**TASK TO COMPLETE**
Exactly the lines from the one containing "[(17, 37), (40, 66)]" to the final line below should be output, and no others.

[[ RECORDED DATA open ]]

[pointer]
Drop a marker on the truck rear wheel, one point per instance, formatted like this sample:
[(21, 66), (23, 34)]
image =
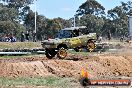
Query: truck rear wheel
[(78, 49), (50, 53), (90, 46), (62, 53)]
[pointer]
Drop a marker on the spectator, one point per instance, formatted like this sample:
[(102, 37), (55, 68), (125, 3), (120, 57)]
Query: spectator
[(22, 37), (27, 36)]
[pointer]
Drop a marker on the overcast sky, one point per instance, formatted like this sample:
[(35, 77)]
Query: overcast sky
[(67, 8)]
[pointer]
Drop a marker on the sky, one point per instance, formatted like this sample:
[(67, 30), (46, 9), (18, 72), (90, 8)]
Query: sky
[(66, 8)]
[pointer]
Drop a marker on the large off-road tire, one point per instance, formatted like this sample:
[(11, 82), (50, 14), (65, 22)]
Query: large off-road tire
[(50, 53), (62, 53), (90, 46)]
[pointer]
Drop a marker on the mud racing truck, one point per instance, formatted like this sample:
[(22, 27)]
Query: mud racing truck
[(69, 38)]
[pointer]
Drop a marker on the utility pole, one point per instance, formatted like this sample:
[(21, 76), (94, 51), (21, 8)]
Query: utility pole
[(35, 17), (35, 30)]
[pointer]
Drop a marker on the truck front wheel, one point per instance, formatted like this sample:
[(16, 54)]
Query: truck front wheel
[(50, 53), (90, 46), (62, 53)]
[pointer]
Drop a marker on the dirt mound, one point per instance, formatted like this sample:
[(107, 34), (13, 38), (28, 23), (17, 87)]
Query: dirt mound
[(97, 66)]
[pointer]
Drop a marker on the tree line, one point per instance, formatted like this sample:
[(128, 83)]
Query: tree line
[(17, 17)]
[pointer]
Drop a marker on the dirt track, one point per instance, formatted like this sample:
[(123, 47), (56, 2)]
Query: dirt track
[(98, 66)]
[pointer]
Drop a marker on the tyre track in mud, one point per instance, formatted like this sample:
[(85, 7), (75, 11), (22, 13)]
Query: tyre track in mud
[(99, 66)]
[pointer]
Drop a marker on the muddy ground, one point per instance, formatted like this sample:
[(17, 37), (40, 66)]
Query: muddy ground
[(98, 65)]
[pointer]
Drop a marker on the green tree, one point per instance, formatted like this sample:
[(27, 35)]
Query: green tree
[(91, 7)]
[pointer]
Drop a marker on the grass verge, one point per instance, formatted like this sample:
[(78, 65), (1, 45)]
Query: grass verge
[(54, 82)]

[[ RECORDED DATA closed ]]

**ANSWER**
[(17, 37), (40, 66)]
Query: muddy ground
[(98, 65)]
[pointer]
Drop a marker on the green tree, one point per instance, formatted like this sample:
[(27, 35)]
Query: green tree
[(91, 7)]
[pointer]
Drop a marker on the grass verge, one point per instance, formatted like this sample:
[(78, 65), (1, 45)]
Query: grass verge
[(54, 82)]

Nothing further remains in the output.